**Aim:**
All of the data below should be written out exactly.

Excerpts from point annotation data
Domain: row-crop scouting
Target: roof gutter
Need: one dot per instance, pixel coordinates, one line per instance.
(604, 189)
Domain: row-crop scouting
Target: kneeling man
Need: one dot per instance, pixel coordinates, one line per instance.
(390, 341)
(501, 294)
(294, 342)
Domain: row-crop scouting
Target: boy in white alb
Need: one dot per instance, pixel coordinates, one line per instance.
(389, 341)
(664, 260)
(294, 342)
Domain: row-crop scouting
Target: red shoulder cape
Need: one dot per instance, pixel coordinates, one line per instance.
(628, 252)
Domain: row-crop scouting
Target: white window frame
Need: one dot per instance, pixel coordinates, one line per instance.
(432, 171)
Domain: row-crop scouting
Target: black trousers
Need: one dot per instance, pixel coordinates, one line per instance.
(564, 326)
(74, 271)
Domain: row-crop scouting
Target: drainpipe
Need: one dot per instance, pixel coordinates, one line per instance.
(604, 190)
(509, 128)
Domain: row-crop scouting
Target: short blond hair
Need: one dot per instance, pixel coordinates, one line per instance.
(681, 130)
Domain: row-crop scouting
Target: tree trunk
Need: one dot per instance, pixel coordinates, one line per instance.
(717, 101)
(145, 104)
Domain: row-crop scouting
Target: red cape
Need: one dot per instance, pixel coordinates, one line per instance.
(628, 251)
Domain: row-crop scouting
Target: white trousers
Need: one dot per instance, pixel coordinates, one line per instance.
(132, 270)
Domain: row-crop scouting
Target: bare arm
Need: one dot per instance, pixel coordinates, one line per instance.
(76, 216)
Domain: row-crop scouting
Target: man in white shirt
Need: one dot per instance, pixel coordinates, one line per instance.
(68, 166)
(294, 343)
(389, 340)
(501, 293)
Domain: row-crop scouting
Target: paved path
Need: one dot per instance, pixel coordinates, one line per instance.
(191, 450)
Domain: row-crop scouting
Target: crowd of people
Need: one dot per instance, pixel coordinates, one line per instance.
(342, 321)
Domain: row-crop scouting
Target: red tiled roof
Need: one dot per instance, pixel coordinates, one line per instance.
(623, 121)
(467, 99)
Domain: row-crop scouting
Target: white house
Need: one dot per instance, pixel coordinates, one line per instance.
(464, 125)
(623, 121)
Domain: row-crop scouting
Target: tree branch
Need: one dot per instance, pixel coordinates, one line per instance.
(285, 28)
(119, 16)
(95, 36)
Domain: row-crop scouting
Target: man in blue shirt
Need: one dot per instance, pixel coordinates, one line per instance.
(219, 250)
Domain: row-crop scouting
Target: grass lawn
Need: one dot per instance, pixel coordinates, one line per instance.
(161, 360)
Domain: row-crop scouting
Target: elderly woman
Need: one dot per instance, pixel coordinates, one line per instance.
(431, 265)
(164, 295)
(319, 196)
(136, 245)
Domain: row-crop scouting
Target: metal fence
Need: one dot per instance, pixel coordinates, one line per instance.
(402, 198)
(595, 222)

**Completed exercise:**
Domain: row-crop scouting
Target: roof gutter
Need: one dot per instance, pixel coordinates, one line per instance.
(604, 189)
Domain: row-crop scouting
Target: kneeling man
Need: one dot per instance, pixel coordinates, one line per instance.
(390, 341)
(501, 294)
(294, 342)
Domain: row-crop scouting
Target: boy in white alb
Need: one dot per instance, pixel coordinates, one line per instance.
(389, 341)
(664, 260)
(294, 342)
Domain: row-crop scouting
Target: red shoulder cape
Need: one dot per instance, pixel coordinates, one line per instance.
(628, 252)
Domain: row-crop scouting
Target: white window frame
Need: one dot per instance, pixel coordinates, one line per instance.
(432, 171)
Domain: row-crop scouting
Target: black trousers
Need: one dot per instance, pixel coordinates, one line per instance.
(564, 326)
(74, 271)
Domain: row-crop scouting
Target: drainpipe
Need: one dot per instance, pixel coordinates, one line per instance.
(604, 190)
(509, 128)
Domain: row-crop scouting
Target: short blond hair
Need: one dot per instance, pixel coordinates, one line per instance.
(681, 130)
Domain: row-crop scouting
Target: tree trunk
Need: one dot per instance, pixel coordinates, one line per instance.
(717, 101)
(145, 104)
Domain: row-crop scouting
Target: red cape
Need: one dot per instance, pixel coordinates, one line per instance.
(628, 251)
Domain: row-crop scouting
Target: white trousers
Need: one dot per instance, pixel coordinates, one line per instance.
(132, 270)
Domain: row-crop scouting
Target: bare arm
Need: one dot per instance, pixel coordinates, one line per instance.
(76, 216)
Domain: row-crop scouting
Target: man in white shirt
Need: one dot per instance, pixel coordinates, one line per instance.
(68, 166)
(294, 343)
(389, 340)
(501, 293)
Domain: row-crop scouting
Target: paved path
Need: one dot per instance, pixel coordinates, one line per instance.
(191, 450)
Domain: row-crop scouting
Target: crowd of people
Need: one dot per instance, pixel coordinates, one line per instance.
(342, 321)
Domain: row-crop scouting
Target: red tiled roof
Need: one dot per instance, pixel coordinates, one line per instance.
(623, 121)
(467, 99)
Domain: row-crop scouting
Target: white house
Need: one dot per instance, pixel coordinates, one line per instance.
(464, 125)
(623, 121)
Domain: row-crop scouting
Target: tree branch
Need: one dot per instance, pixel coordinates, one line per instance.
(285, 28)
(119, 16)
(95, 36)
Domain: row-crop scouting
Target: man in blue shirt
Need: one dot per instance, pixel coordinates, one line per instance.
(219, 250)
Domain: row-crop scouting
Target: grass lawn
Need: one dot per instance, pixel coordinates, one line per instance.
(161, 360)
Domain: row-crop scouting
Target: elderly woman
Need: one dot per instance, pixel coordinates, one line per instance.
(431, 265)
(164, 295)
(319, 196)
(136, 245)
Domain: row-crop scouting
Target: metal fence
Need: one dot per instance, pixel coordinates, one line per instance.
(402, 198)
(595, 222)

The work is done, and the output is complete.